Além do ataque nuclear, o Japão teria outro desastre que marcaria a vida de outra cidade no país. O acidente nuclear de Fukushima Daiichi deu-se na Central Nuclear de Fukushima I, em 11 de março de 2011, em razão do derretimento de três dos seis reatores nucleares da usina, que foi atingida por um tsunami, provocado por um maremoto de magnitude 8,7. “Eu estive no quinto aniversário do acidente de Fukushima, na cidade. Com a crise econômica, os jovens estão preocupados em ter emprego e se falar sobre o acidente nuclear atrapalha conseguir uma colocação, então não se comenta sobre este assunto. O governo japonês é a favor da energia nuclear e há poucos pesquisadores e universidades falando sobre as consequências da energia nuclear como o câncer. Então, a situação é bastante complicada”, conta a diretora do Festival Uranium Márcia Gomes de Oliveira.

**Itens listados em um conjunto de dados:**
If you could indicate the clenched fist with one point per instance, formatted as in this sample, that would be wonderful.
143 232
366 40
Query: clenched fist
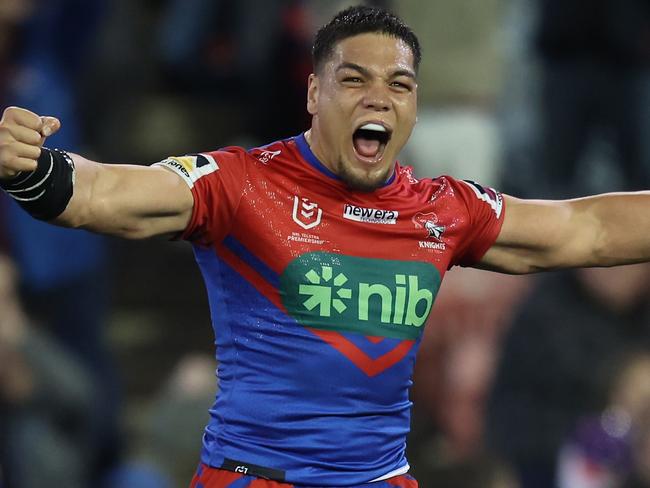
22 133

**Atividades:**
A. Responda com base no trecho sobre o acidente de Fukushima:
(i) Em que data ocorreu o acidente na Central Nuclear de Fukushima I?
(ii) Quantos dos seis reatores nucleares da usina sofreram derretimento?
(iii) Que cargo ocupa Márcia Gomes de Oliveira?
B. Escreva a continuação do trecho sobre o acidente de Fukushima a partir de onde ele termina.

**Respostas por tarefa:**
A.
(i) Em 11 de março de 2011.
(ii) Três.
(iii) Ela é diretora do Festival Uranium.

B.
O evento cinematográfico, que luta para ter patrocínio até hoje, chega no seu décimo ano de programação, alertando sobre o perigo da energia nuclear. Para celebrar a data, pretende-se comemorar com uma apresentação do projeto “Sobreviventes pela Paz”. O festival também endossa a iniciativa de Rogério Nagai em sua Petição Internacional que almeja buscar apoio popular e pressionar os países que não assinaram o Tratado de Não Proliferação Nuclear, a participar dele.
Na mesma linha, o ex-vereador de São Paulo, co-fundador do Fórum Social Mundial, e ganhador do Prêmio Right Livelihood Award (conhecido como Nobel Alternativo) Chico Whitaker tem uma petição, já com mais de 14 mil assinaturas, que visa pedir auditoria de Angra 3, que, segundo o documento, está sendo reconstruída com tecnologia defasada da década de 1970, e as paredes de concreto da usina, não tem a espessura necessária. “Há outras questões importantes como os mais de 3 mil testes de bomba atômica no mundo. No Brasil, há uma barragem de rejeito de urânio em Minas Gerais que pode causar acidentes, já imaginou um brumadinho radioativo? Por isso, o Festival Uranium de Cinema salienta que esta discussão é de todos, da dona de casa às autoridades políticas”, relata Oliveira.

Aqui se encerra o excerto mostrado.